##### PROVIDED RECORDS #####

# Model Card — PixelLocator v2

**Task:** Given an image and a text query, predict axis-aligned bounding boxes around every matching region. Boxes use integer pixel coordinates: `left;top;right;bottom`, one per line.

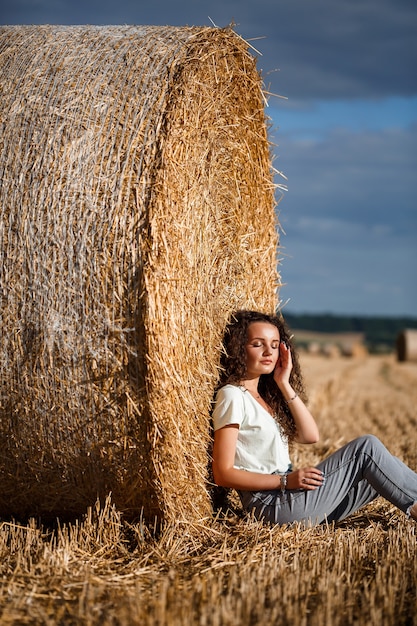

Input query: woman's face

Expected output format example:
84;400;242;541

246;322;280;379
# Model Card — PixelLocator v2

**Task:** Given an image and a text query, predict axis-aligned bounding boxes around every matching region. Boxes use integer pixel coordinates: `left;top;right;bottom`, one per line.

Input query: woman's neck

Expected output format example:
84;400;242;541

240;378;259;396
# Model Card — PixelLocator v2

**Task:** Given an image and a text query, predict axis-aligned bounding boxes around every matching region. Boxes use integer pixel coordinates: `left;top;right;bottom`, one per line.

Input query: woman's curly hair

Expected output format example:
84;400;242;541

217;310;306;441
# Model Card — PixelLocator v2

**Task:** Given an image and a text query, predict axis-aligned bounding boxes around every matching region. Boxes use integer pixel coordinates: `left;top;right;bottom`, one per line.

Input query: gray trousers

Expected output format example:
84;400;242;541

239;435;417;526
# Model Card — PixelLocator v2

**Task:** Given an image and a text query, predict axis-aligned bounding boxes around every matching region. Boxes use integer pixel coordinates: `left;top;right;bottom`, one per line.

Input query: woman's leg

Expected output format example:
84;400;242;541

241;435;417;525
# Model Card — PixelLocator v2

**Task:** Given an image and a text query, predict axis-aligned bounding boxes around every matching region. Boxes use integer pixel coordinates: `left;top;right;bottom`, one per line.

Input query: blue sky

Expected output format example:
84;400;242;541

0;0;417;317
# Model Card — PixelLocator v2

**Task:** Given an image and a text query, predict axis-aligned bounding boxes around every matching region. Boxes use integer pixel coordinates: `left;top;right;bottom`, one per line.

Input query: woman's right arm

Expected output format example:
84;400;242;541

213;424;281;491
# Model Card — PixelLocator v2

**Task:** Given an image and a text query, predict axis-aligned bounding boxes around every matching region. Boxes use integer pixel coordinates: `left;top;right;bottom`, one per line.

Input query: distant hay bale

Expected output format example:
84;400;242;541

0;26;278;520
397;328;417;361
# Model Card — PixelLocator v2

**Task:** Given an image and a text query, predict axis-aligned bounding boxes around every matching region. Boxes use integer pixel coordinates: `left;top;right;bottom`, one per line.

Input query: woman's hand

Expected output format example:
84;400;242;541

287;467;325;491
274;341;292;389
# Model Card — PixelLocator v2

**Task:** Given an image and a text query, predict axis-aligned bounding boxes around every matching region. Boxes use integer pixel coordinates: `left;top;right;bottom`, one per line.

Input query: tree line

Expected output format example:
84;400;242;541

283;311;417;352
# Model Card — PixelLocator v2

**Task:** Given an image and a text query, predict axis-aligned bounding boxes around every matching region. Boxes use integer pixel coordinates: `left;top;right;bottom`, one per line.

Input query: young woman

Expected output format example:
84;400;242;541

#####
##### PROVIDED RECORDS #####

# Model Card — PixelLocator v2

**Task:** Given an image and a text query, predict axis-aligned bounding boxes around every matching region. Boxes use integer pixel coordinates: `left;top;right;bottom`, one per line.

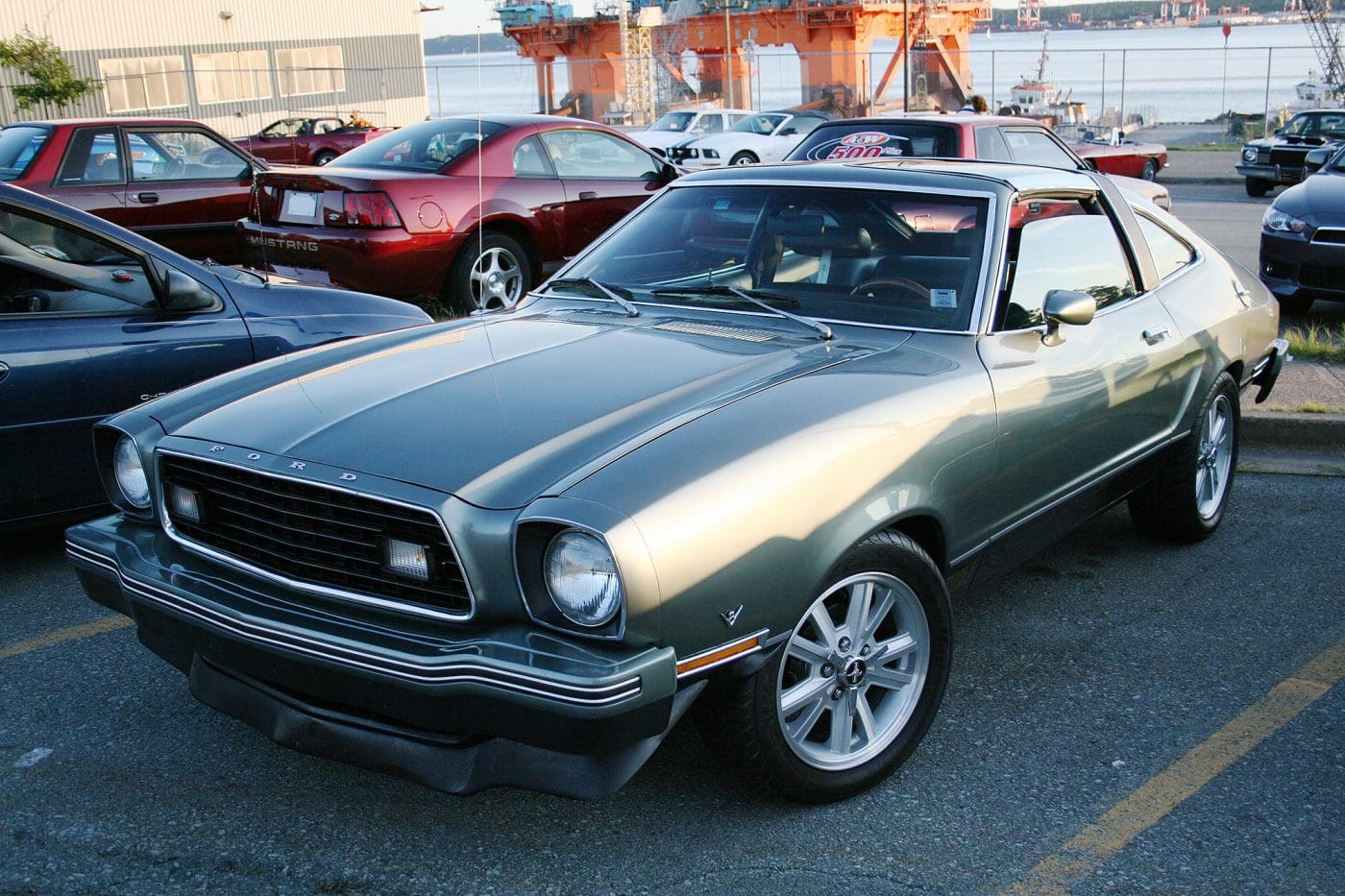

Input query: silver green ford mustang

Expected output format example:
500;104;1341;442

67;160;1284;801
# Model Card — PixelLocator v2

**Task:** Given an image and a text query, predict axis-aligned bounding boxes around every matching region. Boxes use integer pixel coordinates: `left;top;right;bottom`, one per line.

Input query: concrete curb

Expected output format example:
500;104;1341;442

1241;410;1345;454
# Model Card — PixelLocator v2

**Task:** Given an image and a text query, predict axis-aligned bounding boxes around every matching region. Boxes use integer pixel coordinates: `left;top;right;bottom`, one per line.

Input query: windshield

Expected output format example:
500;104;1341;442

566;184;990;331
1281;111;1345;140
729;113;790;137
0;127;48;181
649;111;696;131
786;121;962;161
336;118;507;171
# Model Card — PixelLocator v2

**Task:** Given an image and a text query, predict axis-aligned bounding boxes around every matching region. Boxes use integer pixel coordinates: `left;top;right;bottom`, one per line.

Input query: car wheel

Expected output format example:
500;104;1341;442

#####

- [PROMPT]: Can you filter the rows above down to every line containing the string "woman" and copy each one in full?

- [ANSWER IN FULL]:
Input query: woman's face
Input query: woman's neck
Input query: woman's curly hair
Input query: woman's leg
Input query: woman's right arm
Input query: woman's hand
Input query: young woman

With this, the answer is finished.